**Objective**: Reproduce the listing below with each occurrence of "aqueduct pier" changed to "bridge pier" and nothing else altered. Leave out the pictures.

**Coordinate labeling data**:

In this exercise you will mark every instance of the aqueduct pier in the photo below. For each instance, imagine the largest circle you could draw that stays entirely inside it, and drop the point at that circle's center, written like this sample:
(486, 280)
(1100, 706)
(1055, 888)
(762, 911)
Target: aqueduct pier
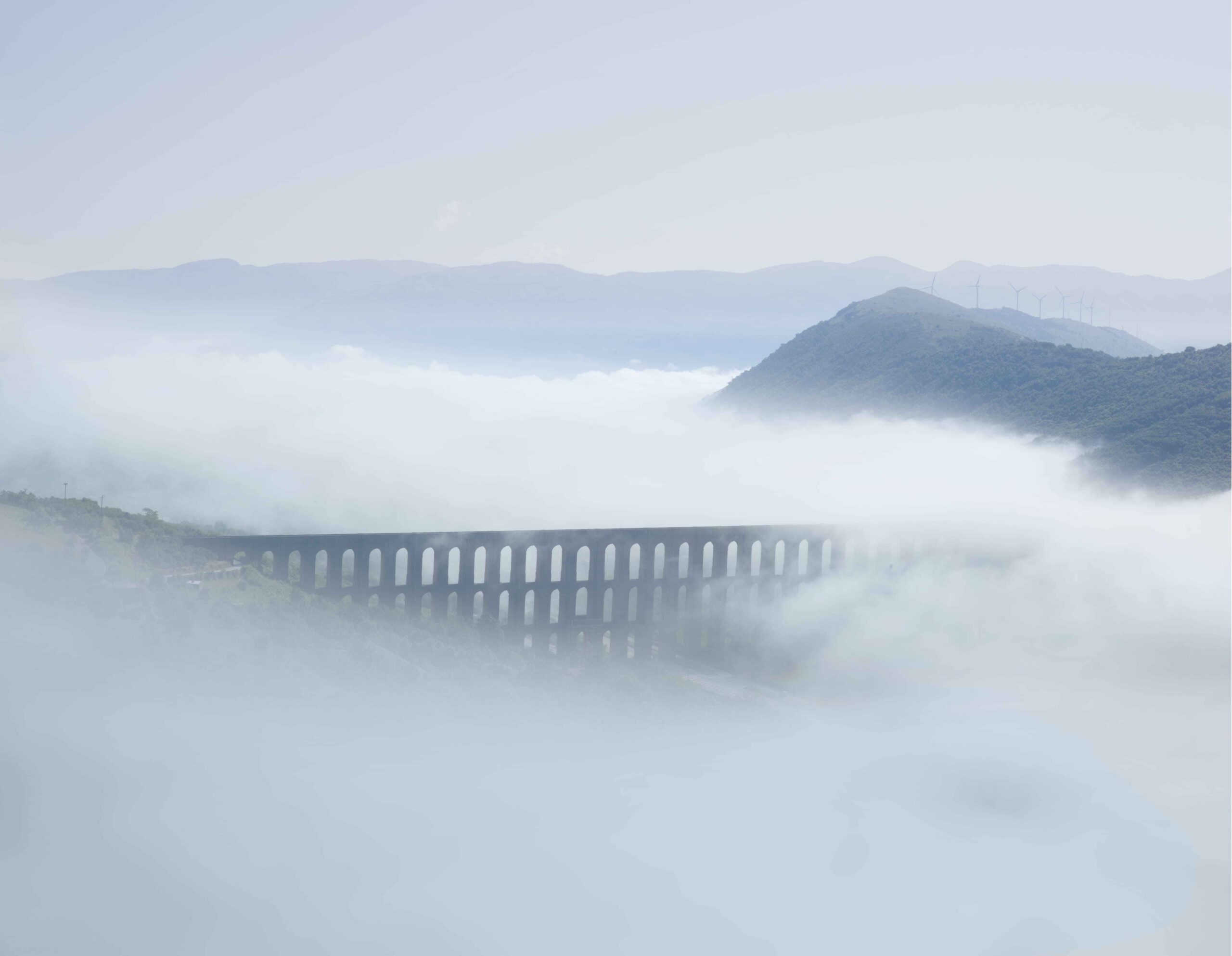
(625, 593)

**Answer below**:
In this exercise you will mark every instance of the bridge pier in the photo below. For each instance, imagine the largest circle you could draw that stays entirely inside it, and drop the point at that circle's center, written like this sample:
(486, 280)
(1100, 706)
(1055, 888)
(762, 911)
Target: bridge pier
(625, 593)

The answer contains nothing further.